§ **Extracted information**
- - -

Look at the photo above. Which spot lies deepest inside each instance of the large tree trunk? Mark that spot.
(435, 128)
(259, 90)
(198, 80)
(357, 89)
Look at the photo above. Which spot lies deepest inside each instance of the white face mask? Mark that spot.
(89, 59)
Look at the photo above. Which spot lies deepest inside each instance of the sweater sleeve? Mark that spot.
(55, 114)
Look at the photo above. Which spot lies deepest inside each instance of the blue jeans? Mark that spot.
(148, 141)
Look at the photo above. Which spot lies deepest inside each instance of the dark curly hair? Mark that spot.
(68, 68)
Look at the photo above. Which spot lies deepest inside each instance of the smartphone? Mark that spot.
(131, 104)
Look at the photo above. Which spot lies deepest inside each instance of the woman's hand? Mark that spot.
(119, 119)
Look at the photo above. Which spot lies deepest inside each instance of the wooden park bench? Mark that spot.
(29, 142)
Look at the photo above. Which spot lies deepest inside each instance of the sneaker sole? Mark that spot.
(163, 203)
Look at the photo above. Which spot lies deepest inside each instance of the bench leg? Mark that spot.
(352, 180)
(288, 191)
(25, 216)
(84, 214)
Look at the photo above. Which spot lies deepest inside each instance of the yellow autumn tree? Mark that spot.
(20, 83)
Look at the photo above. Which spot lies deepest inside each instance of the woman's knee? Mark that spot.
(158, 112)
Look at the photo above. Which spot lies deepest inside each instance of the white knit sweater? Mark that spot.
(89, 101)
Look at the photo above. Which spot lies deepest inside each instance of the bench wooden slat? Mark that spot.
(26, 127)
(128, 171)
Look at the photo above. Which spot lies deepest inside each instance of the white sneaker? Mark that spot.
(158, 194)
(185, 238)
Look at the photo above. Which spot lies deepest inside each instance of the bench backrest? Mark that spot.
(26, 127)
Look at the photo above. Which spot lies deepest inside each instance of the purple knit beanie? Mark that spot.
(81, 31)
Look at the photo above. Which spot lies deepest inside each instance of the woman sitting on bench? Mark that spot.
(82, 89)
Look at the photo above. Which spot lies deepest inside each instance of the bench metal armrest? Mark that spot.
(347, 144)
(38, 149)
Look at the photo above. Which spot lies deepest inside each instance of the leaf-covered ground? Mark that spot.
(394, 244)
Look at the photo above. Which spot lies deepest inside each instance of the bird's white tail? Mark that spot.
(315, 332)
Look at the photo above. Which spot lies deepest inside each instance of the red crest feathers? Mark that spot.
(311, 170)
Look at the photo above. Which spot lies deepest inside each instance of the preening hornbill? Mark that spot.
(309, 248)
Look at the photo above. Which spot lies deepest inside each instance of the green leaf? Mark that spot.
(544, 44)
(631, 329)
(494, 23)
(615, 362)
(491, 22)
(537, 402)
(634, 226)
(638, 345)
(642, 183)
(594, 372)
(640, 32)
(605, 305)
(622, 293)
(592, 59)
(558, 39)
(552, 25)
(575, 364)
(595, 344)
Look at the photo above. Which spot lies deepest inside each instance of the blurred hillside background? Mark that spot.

- - -

§ **Task to carry out**
Can you reproduce word for word everything from the row containing "hornbill? Mark that spot." down through the final row above, including both of those rows?

§ **Answer for the task**
Look at the photo above. Which spot lies deepest inside each instance of the preening hornbill? Mark that spot.
(309, 248)
Look at the photo above. Which spot lies deepest inside each instance of the green leaf? Mark that spot.
(544, 44)
(631, 329)
(494, 23)
(615, 362)
(491, 22)
(537, 402)
(634, 226)
(638, 345)
(642, 183)
(594, 372)
(640, 32)
(605, 305)
(622, 293)
(592, 59)
(558, 39)
(552, 25)
(575, 364)
(595, 344)
Look at the photo above. Which spot lies deepest inside each instance of the blurred hillside background? Mark that spot.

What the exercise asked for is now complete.